▶ **To do**
Print the records again, character for character.

──────── Given information

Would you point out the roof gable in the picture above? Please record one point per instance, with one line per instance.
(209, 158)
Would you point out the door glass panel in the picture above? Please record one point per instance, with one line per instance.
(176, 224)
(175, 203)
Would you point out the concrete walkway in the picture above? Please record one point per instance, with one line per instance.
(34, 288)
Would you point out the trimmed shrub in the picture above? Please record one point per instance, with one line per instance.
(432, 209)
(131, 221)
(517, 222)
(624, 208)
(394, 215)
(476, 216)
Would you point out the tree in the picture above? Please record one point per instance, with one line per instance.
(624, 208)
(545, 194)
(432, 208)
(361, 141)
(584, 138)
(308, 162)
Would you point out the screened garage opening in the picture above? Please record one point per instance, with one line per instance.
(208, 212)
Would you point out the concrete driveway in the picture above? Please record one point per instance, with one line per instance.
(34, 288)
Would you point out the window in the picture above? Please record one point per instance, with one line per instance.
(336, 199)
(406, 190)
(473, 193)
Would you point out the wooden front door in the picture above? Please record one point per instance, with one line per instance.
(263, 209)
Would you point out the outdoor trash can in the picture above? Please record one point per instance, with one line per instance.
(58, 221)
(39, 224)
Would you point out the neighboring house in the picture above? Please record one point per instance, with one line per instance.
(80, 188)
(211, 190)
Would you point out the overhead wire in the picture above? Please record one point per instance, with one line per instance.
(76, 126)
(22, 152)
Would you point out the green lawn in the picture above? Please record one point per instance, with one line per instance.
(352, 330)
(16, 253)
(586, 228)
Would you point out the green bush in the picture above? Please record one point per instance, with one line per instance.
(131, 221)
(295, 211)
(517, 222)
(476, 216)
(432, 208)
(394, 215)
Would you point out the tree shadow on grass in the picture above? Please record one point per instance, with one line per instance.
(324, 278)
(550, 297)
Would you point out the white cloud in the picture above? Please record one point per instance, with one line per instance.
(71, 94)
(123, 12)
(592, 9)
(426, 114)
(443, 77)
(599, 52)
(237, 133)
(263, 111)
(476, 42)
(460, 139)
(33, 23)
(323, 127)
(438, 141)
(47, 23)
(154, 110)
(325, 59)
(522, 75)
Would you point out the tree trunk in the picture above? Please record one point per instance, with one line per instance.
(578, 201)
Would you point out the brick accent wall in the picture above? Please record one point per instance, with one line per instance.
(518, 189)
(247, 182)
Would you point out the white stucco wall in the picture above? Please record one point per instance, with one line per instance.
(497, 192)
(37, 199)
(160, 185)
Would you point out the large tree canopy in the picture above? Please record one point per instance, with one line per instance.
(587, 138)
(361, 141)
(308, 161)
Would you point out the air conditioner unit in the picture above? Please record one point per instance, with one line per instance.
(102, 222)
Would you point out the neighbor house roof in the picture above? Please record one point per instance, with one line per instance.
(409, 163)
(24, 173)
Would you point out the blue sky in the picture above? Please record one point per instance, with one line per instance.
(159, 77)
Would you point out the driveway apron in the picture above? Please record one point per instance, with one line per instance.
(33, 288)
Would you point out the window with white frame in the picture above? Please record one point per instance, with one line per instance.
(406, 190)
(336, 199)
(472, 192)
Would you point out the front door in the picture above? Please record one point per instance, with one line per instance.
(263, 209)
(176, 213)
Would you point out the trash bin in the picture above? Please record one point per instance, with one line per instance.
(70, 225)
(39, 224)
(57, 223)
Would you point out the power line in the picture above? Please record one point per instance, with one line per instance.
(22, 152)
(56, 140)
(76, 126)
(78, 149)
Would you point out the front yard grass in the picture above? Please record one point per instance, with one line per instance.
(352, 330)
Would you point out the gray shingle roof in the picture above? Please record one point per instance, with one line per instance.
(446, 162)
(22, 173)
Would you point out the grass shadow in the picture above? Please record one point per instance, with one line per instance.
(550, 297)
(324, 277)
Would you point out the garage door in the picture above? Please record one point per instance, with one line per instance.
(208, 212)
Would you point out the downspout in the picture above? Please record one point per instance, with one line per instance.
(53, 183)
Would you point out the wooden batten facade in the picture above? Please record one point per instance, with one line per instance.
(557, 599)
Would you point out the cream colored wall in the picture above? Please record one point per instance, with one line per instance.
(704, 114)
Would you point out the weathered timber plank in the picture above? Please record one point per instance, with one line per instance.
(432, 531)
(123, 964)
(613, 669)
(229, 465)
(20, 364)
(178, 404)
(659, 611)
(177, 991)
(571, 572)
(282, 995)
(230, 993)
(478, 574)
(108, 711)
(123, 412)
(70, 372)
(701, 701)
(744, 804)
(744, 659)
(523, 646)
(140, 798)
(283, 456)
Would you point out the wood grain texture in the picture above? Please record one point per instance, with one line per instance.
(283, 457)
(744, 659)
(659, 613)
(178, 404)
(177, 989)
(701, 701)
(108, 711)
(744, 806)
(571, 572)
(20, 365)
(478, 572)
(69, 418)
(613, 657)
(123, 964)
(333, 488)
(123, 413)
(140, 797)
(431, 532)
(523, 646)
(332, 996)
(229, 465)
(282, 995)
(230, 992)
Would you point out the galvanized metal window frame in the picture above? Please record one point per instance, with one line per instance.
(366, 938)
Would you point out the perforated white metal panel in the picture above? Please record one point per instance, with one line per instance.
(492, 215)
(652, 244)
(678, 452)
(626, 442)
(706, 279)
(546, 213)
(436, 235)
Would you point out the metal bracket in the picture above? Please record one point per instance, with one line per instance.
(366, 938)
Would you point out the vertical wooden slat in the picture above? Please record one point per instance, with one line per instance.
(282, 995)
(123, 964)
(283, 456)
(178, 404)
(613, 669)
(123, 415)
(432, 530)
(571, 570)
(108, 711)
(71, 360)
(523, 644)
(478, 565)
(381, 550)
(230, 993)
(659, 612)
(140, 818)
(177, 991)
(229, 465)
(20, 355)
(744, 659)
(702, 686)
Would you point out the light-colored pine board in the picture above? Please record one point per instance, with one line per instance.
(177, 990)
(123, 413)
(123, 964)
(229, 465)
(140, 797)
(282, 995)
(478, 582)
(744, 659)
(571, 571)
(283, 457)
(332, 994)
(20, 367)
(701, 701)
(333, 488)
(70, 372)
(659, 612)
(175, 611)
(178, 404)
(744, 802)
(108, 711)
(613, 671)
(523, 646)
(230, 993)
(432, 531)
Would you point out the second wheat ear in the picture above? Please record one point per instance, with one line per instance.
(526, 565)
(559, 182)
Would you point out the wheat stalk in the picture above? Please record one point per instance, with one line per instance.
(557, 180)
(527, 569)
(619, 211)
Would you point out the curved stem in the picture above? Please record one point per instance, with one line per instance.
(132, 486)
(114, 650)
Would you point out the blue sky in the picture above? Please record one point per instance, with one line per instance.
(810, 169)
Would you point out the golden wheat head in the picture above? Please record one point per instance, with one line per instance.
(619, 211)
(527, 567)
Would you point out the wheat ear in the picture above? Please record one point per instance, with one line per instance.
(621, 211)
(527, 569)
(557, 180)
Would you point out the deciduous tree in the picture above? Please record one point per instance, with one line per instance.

────────────────

▶ **Reply to the task**
Would you point out the roof gable in the picture above? Please record one point per instance, with one line per instance.
(209, 158)
Would you point out the door glass panel in the picture above? Please record one point per instance, with one line per instance.
(176, 224)
(175, 203)
Would you point out the concrete walkway in the picture above? Please record one point per instance, with one line per instance.
(34, 288)
Would you point out the trimmed shrub in the picture above? Please record one point per instance, with one line per instance.
(432, 209)
(131, 221)
(517, 222)
(624, 208)
(394, 215)
(476, 216)
Would you point out the tree in the picture above? Please record one point per instance, with one line per instance.
(624, 208)
(545, 194)
(432, 208)
(361, 141)
(584, 138)
(308, 162)
Would you point out the screened garage opening in the picture above? Please record one point per instance, with one line per instance.
(208, 212)
Would you point out the concrete driveway in the picture above? Please record one point per instance, with one line per instance.
(34, 288)
Would you point out the window in the picture above? Please record one point per instance, with one line per instance.
(336, 199)
(406, 190)
(473, 193)
Would you point out the wooden front door in the picture above? Please record one point per instance, with one line per instance.
(263, 209)
Would you point out the outdoor trash can in the picture above? Please record one point per instance, with one line per instance.
(58, 221)
(39, 224)
Would you point out the neighboring house in the picture above? Please record one point per instance, with one line per instance.
(80, 188)
(211, 190)
Would you point out the overhead wire in the picture above? Please record one point per instance, with one line per instance.
(76, 126)
(22, 152)
Would you point out the green lawn in the picture above? Please record one point per instance, with one line per instance.
(352, 330)
(16, 253)
(586, 228)
Would you point out the green bush in the picture above? Please record one point per instance, with one line per instance.
(131, 221)
(295, 211)
(517, 222)
(476, 216)
(432, 208)
(394, 215)
Would you point out the tree shadow on grass in the picture above? Please record one point per instance, with one line per instance.
(324, 278)
(550, 297)
Would you point out the white cloud in the picture above? Please record one point per instance, with one line per instance.
(71, 94)
(123, 12)
(592, 9)
(426, 114)
(443, 77)
(599, 52)
(237, 133)
(263, 111)
(476, 42)
(460, 139)
(33, 23)
(323, 127)
(438, 141)
(47, 23)
(154, 110)
(325, 59)
(522, 75)
Would you point out the tree trunk in the picture above? Please record one point per instance, with one line per instance.
(578, 201)
Would you point out the brick accent wall in the picture above? Please record one point per instance, with one line per instance.
(518, 189)
(247, 182)
Would you point out the white stucco wall in the picture above? Please record one point per instance, with one line per instance.
(497, 192)
(37, 199)
(160, 185)
Would you point out the large tree canopy in the picture above? Please record one point per instance, with one line per instance.
(587, 138)
(361, 141)
(308, 161)
Would you point out the air conditioner unit in the picture above? Please record one point per instance, with one line per instance.
(102, 222)
Would you point out the neighbor house roof in the picture above? Please record one point per instance, with one line per instance.
(409, 163)
(24, 173)
Would you point out the blue sky in the picture above? Please record one point per instance, with one line per instance.
(159, 77)
Would you point out the driveway apron in the picture above? Please record one point per instance, with one line per instance.
(33, 288)
Would you point out the window with white frame in the picture above? Please record one point per instance, with one line per instance.
(406, 190)
(336, 199)
(472, 192)
Would you point out the front door in the picture above? Please record one point per instance, with one line per instance.
(263, 209)
(176, 213)
Would you point out the trash bin in the picture above? Please record one point per instance, with one line per instance.
(70, 225)
(39, 224)
(57, 223)
Would you point out the power line in the picture above? Please record one point per instance, with one line per instance.
(22, 152)
(56, 140)
(76, 126)
(78, 149)
Would you point out the front yard grass in the picture above? Please record one point per instance, with one line per instance.
(352, 330)
Would you point out the gray shingle roof in the picture above? Please record one point per instance, with one line per instance.
(446, 162)
(22, 173)
Would you point out the grass shadow in the picture above? Please record one point per instance, with one line per instance.
(550, 297)
(324, 277)
Would you point out the garage door in the picture above? Please record one point per instance, with one line per instance.
(208, 212)
Would you point out the downspout in the picture above? Please record one point per instance, with one line per instance.
(53, 183)
Would you point out the wooden batten facade in the picture above? Please record one point per instance, with one line per instance.
(557, 599)
Would you point out the cream colored wall in the picture above? Please record one point per instance, with one line per instance.
(704, 114)
Would you point out the weathered timber plank in the picture above? Please record one point per instance, with one line per instance.
(432, 531)
(123, 964)
(613, 669)
(229, 465)
(20, 364)
(178, 404)
(659, 611)
(177, 991)
(571, 572)
(282, 995)
(230, 993)
(478, 574)
(108, 711)
(123, 412)
(70, 372)
(701, 701)
(744, 804)
(744, 659)
(523, 646)
(140, 798)
(283, 456)
Would you point out the wood grain texture in the picture above? Please record one point per instance, with one line per instance.
(283, 457)
(744, 659)
(659, 613)
(178, 404)
(177, 989)
(701, 701)
(108, 711)
(744, 806)
(571, 572)
(20, 365)
(478, 572)
(69, 418)
(613, 657)
(123, 964)
(333, 488)
(123, 413)
(140, 797)
(431, 532)
(523, 646)
(332, 996)
(229, 465)
(282, 995)
(230, 992)
Would you point out the galvanized metal window frame in the picture above? Please record one point per instance, with one line per instance.
(366, 938)
Would you point out the perforated white metal panel in the picture above? Please record one point per instance, with one line per instance.
(492, 215)
(652, 244)
(678, 452)
(626, 442)
(706, 279)
(546, 213)
(436, 235)
Would you point out the metal bracket in the picture above? Please record one point per instance, with one line per instance.
(366, 938)
Would you point out the vertical wooden slat in the picture above? Please record one point per instance, with one line per instance.
(282, 995)
(123, 964)
(283, 456)
(178, 404)
(613, 669)
(123, 415)
(432, 530)
(571, 570)
(108, 711)
(71, 360)
(523, 644)
(478, 565)
(381, 550)
(230, 993)
(659, 612)
(140, 818)
(177, 991)
(229, 465)
(20, 355)
(744, 659)
(702, 686)
Would you point out the light-colored pine board in the picture above? Please record one point per instance, with one line per instance.
(177, 990)
(123, 413)
(123, 964)
(229, 465)
(140, 797)
(282, 995)
(478, 582)
(744, 659)
(571, 571)
(283, 457)
(332, 994)
(20, 367)
(701, 701)
(333, 488)
(70, 372)
(659, 612)
(175, 611)
(178, 404)
(744, 802)
(108, 711)
(613, 671)
(523, 646)
(230, 993)
(432, 531)
Would you point out the second wheat ear in the picture above? Please record one point per instance, with one line per instance.
(526, 565)
(559, 182)
Would you point out the wheat stalk in the picture above? Please record one point per instance, with one line per instance.
(557, 180)
(527, 569)
(619, 211)
Would you point out the curved stem in the picture above? Please record one point per instance, with one line per instance.
(132, 486)
(114, 650)
Would you point out the blue sky in the picture above? Please record one point per instance, with one line per instance.
(810, 169)
Would you point out the golden wheat head in the picture above? Please record one point per instance, with one line per instance.
(619, 211)
(527, 567)
Would you point out the wheat ear in the picture above? Please record one point per instance, with one line per instance.
(621, 211)
(527, 569)
(557, 180)
Would you point out the deciduous tree in the picture above? Please record one point per instance, with one line per instance.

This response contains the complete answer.